(Beginning of Data under study)

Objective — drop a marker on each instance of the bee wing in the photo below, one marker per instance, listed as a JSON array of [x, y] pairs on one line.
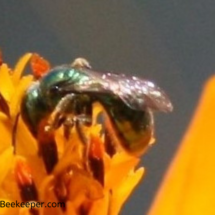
[[140, 94], [137, 93]]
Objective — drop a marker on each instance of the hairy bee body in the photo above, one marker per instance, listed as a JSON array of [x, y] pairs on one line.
[[127, 101]]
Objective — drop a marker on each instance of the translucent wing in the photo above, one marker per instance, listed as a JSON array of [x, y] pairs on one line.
[[137, 93]]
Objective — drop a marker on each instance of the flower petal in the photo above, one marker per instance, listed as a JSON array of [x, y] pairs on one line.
[[6, 85], [120, 195], [189, 185], [19, 68]]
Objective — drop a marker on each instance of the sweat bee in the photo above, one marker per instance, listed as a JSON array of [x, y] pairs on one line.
[[70, 92]]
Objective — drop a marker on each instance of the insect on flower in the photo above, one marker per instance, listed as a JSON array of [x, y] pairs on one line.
[[68, 92]]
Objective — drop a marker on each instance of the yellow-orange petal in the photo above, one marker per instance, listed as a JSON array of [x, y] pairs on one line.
[[16, 98], [189, 185], [118, 169], [8, 210], [120, 195], [6, 161], [6, 85]]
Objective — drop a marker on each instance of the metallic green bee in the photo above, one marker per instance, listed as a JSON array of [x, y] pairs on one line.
[[70, 91]]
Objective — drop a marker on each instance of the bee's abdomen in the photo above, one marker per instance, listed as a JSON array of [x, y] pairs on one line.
[[133, 130]]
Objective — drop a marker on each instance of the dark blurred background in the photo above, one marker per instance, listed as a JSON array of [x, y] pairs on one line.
[[170, 41]]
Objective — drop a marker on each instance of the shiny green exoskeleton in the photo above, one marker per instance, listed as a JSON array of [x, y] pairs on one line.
[[70, 91]]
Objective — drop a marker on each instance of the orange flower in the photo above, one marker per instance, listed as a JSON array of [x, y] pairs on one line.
[[189, 185], [23, 176]]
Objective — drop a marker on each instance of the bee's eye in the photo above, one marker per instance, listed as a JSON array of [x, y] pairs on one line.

(End of Data under study)

* Exercise prompt
Return each entry above unchanged. Leave the pictures out.

* Reply to the task
Objective — drop a marker on each instance of the bee wing in the photo below, one marker per instance, listed as a JSON array of [x, y] pairs on one line.
[[140, 94], [137, 93]]
Objective — drop a marker on each instance of the hairy bee body in the photo above, one marker per instance, listed as a JSON array of [x, y] pairs on one line.
[[127, 101]]
Objective — drop a marker on each instance of the translucent wing in the photo above, one marker per instance, listed as a JSON array of [x, y] pairs on one line.
[[137, 93]]
Objective — drop a marker on each instance of the flower petal in the photo above, one marker per instance, listed as a JSON array of [x, y] pairs on one line.
[[6, 85], [120, 195], [189, 185], [19, 68]]
Objective — drop a marker on each instance of the sweat bee in the photo above, one marker per instance, listed as a JSON array of [x, y] pairs on one line.
[[70, 92]]
Objective — drop a marker on each instance of the insect on flower in the photo above, one marker per instance, listed as a JSON array of [x, y] pairs on one line.
[[68, 92]]
Objective — drop a marker on each instance of the yellow-orange petal in the photo above, one marker per instance, listed as a JSON array of [x, y] pairs on one line.
[[16, 98], [189, 185], [118, 169], [8, 210], [120, 195], [6, 161], [6, 85]]
Objective — drop a marker on each instance of the metallic green bee in the photo above, one marker per instance, listed as a JSON array of [x, y] pairs on one line.
[[70, 91]]
Objective — drop a marker on each instance of the bee's abdomen in the photo above, one marker per instance, listed as a JSON array of [x, y] pairs on one line.
[[133, 130]]
Objective — drop a marker on each instance of the dark blurred background in the photo above, one marker per instance, listed as a JSON array of [x, y] pairs on one line.
[[170, 41]]
Objective — drop a marker on each instance of the shiny green exoskeleton in the photo above, one marker per instance, listed as a JSON array of [x, y] pairs on one line.
[[70, 91]]
Objective — drop a marker on each instance of the orange flower in the photo above, one marker per instance, listed as a JSON array of [x, y] pairs on one line.
[[189, 185], [23, 176]]
Objective — drop a marker on each instance of the bee's eye in the photo above, one marker per instance, listed as a JSON array of [x, y] pairs on one line.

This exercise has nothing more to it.